== Materials provided ==

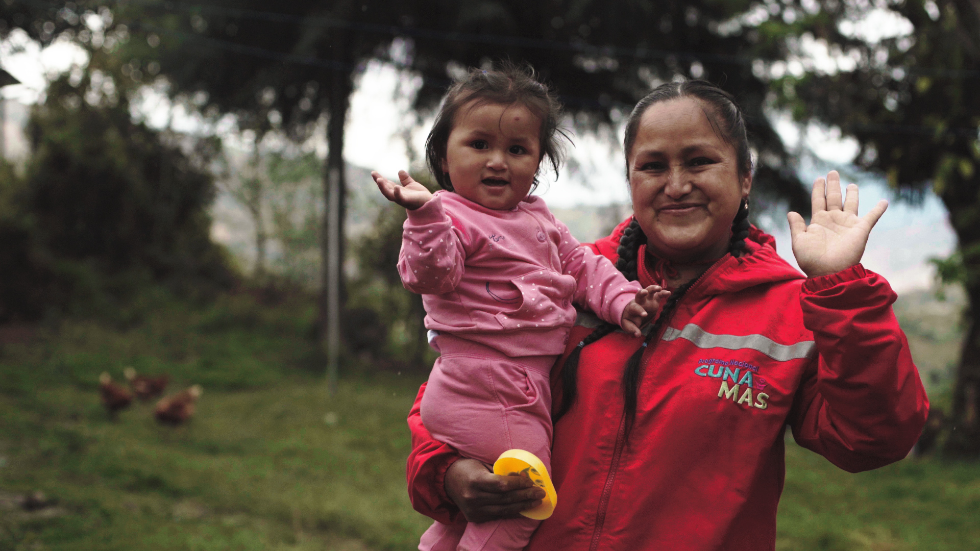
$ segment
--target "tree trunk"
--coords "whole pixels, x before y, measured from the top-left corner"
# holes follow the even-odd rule
[[[949,176],[939,191],[949,209],[966,269],[963,286],[969,318],[953,388],[953,415],[945,451],[956,457],[980,458],[980,324],[976,316],[980,313],[980,175]]]

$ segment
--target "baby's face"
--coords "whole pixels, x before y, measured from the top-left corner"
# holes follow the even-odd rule
[[[442,170],[466,199],[488,209],[513,209],[534,183],[541,119],[522,105],[472,105],[456,115]]]

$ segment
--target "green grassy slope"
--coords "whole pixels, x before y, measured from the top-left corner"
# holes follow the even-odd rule
[[[328,397],[302,301],[146,312],[0,349],[0,550],[415,548],[429,523],[405,492],[405,414],[420,376],[352,375]],[[128,365],[203,383],[193,421],[160,426],[138,403],[109,420],[97,376]],[[57,504],[24,511],[34,490]],[[780,550],[978,549],[977,518],[980,465],[850,475],[787,443]]]

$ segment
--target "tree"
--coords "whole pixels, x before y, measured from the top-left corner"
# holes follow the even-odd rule
[[[653,86],[676,75],[709,78],[735,94],[747,114],[758,152],[757,206],[786,202],[807,214],[809,195],[764,112],[768,83],[754,70],[762,60],[785,58],[783,38],[793,28],[743,26],[739,22],[754,6],[423,0],[418,13],[426,17],[409,21],[418,26],[403,31],[412,38],[403,64],[422,75],[416,105],[430,109],[446,88],[447,73],[495,59],[526,61],[557,87],[583,129],[617,123]]]
[[[902,196],[931,185],[950,213],[969,312],[980,310],[980,6],[968,0],[819,4],[810,36],[857,61],[774,81],[797,121],[835,125],[858,139],[856,163],[884,174]],[[876,12],[901,16],[909,34],[877,42],[845,33]],[[947,267],[949,268],[949,267]],[[980,457],[980,324],[971,316],[954,387],[946,450]]]
[[[390,42],[365,25],[398,25],[399,11],[380,0],[288,2],[209,0],[194,5],[118,2],[117,26],[145,37],[125,51],[137,65],[168,77],[173,97],[197,100],[203,113],[236,115],[260,137],[271,128],[303,139],[326,115],[323,175],[320,335],[335,365],[344,257],[344,124],[358,64]],[[153,60],[150,62],[149,60]],[[130,62],[130,65],[133,62]],[[330,314],[330,316],[328,316]],[[328,321],[328,318],[332,318]]]

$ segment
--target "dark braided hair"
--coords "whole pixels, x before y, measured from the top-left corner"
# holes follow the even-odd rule
[[[662,101],[667,101],[680,97],[694,97],[706,103],[713,112],[709,115],[711,125],[721,131],[722,137],[735,148],[736,159],[738,161],[739,175],[745,175],[752,172],[752,157],[749,152],[749,139],[745,129],[745,120],[742,111],[735,102],[734,97],[728,92],[718,88],[714,84],[706,80],[683,80],[680,82],[669,82],[658,86],[647,94],[629,116],[626,123],[626,136],[623,149],[627,158],[627,174],[629,171],[629,155],[632,152],[633,143],[636,139],[640,119],[646,110]],[[721,125],[715,120],[721,119]],[[749,199],[743,198],[739,204],[739,210],[732,221],[732,235],[728,245],[728,252],[735,258],[740,258],[746,249],[745,239],[749,236]],[[640,227],[640,223],[634,217],[629,225],[623,228],[619,235],[619,246],[616,249],[615,267],[629,280],[638,279],[638,266],[643,259],[639,258],[640,246],[646,244],[647,235]],[[693,279],[677,287],[661,309],[660,315],[650,327],[643,344],[629,357],[623,369],[622,376],[622,395],[625,414],[626,437],[632,430],[633,423],[636,420],[637,397],[640,389],[640,372],[643,354],[654,338],[659,338],[663,325],[670,319],[674,309],[680,300],[687,293],[687,290],[694,284]],[[562,369],[562,405],[554,416],[557,422],[564,414],[568,413],[578,391],[578,359],[582,349],[596,342],[602,337],[616,330],[617,326],[613,324],[604,324],[602,326],[592,331],[575,346],[571,354],[565,360]]]

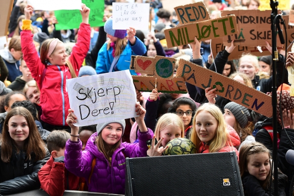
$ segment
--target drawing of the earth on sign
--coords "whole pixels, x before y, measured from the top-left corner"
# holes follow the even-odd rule
[[[161,59],[155,65],[156,72],[161,77],[167,78],[173,73],[172,63],[168,59]]]

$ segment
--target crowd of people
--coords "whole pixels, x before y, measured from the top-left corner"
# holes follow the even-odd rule
[[[195,38],[168,48],[164,31],[179,21],[160,0],[135,1],[151,3],[148,31],[114,29],[112,3],[127,1],[104,2],[104,26],[90,27],[91,8],[82,4],[79,29],[57,30],[54,11],[14,1],[8,42],[0,50],[0,195],[38,188],[50,195],[65,190],[124,194],[126,158],[163,155],[177,138],[190,140],[197,153],[235,151],[245,195],[272,195],[277,181],[279,195],[294,195],[294,166],[285,158],[294,149],[294,97],[287,71],[294,63],[291,52],[280,50],[277,61],[278,179],[272,175],[272,117],[217,96],[216,88],[186,83],[186,94],[136,90],[137,117],[75,126],[66,80],[129,70],[131,55],[174,57],[175,72],[183,59],[271,96],[271,56],[247,53],[228,60],[234,41],[214,59],[210,40]],[[211,19],[222,10],[260,6],[259,0],[204,3]],[[270,44],[265,45],[271,52]]]

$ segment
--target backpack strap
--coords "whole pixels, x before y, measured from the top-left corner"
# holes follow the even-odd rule
[[[92,175],[93,174],[93,171],[94,171],[94,167],[96,165],[96,157],[94,158],[93,161],[92,162],[92,167],[91,169],[91,173],[90,173],[90,176],[89,176],[89,184],[91,182],[91,178],[92,177]]]
[[[46,73],[46,71],[47,70],[47,67],[45,66],[45,68],[43,70],[43,72],[42,73],[42,76],[41,77],[41,86],[40,87],[40,90],[42,89],[43,86],[43,81],[44,80],[44,77],[45,77],[45,74]]]

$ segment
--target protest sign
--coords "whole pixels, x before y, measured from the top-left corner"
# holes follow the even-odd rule
[[[166,80],[155,76],[133,75],[134,85],[139,91],[152,92],[155,88],[157,91],[167,93],[187,93],[187,87],[183,77],[174,77],[171,80]]]
[[[283,19],[285,21],[285,24],[286,24],[286,27],[287,28],[287,52],[291,52],[291,47],[293,44],[293,41],[294,41],[294,27],[293,26],[290,25],[289,24],[289,15],[283,16]],[[285,41],[286,41],[286,34],[285,33],[285,31],[283,31],[283,35],[285,38]],[[278,38],[277,38],[278,39]],[[285,45],[285,47],[286,45]],[[285,49],[284,49],[285,50]]]
[[[176,76],[202,89],[216,88],[218,95],[266,116],[272,115],[271,97],[223,75],[180,59]]]
[[[6,36],[8,33],[9,18],[12,10],[13,0],[0,0],[0,36]]]
[[[91,9],[89,16],[90,25],[91,27],[104,26],[104,23],[102,21],[104,1],[82,0],[82,2]],[[58,10],[55,11],[54,14],[58,21],[58,23],[55,25],[56,30],[78,28],[82,22],[82,15],[79,10]]]
[[[194,0],[161,0],[163,9],[168,10],[171,14],[174,12],[174,8],[177,6],[193,4],[195,2]]]
[[[218,38],[211,40],[211,50],[212,52],[213,57],[215,58],[216,55],[219,52],[225,50],[225,46],[223,43],[223,38]],[[278,48],[278,49],[281,48]],[[251,47],[250,46],[241,46],[240,45],[236,46],[235,49],[230,54],[228,58],[228,60],[233,59],[239,59],[242,54],[250,53],[252,55],[256,56],[270,55],[271,53],[267,49],[265,46],[262,46],[261,49],[263,51],[261,53],[258,49],[257,47]]]
[[[27,0],[34,10],[81,10],[82,0]]]
[[[130,69],[135,70],[137,73],[152,75],[133,75],[136,89],[141,92],[152,92],[156,83],[159,92],[187,93],[183,78],[173,76],[175,63],[174,58],[132,56]]]
[[[261,11],[272,10],[270,5],[270,2],[269,0],[260,0],[260,5],[259,7],[259,10]],[[291,5],[290,0],[279,1],[278,8],[281,10],[290,10]]]
[[[222,16],[236,16],[238,33],[223,37],[225,46],[231,46],[232,40],[236,45],[256,47],[266,46],[266,41],[272,42],[271,11],[231,10],[222,11]],[[282,47],[279,41],[277,46]]]
[[[209,13],[203,2],[174,8],[177,19],[181,24],[209,20]]]
[[[164,30],[168,48],[172,48],[194,42],[212,40],[238,32],[234,15],[183,25]]]
[[[290,10],[288,24],[289,25],[294,26],[294,10]]]
[[[137,116],[136,91],[128,70],[66,80],[76,126]]]
[[[113,4],[113,28],[148,30],[150,4]]]

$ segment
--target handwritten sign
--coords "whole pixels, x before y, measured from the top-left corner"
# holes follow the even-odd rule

== Goal of the exercise ==
Pick out and copy every line in the items above that contains the word "target".

== Complete output ==
--target "tree trunk"
--target "baby's face"
--target "green grassy slope"
--target "tree"
--target "dark braided hair"
--target drawing of the earth on sign
--target crowd of people
--target backpack strap
--target protest sign
--target handwritten sign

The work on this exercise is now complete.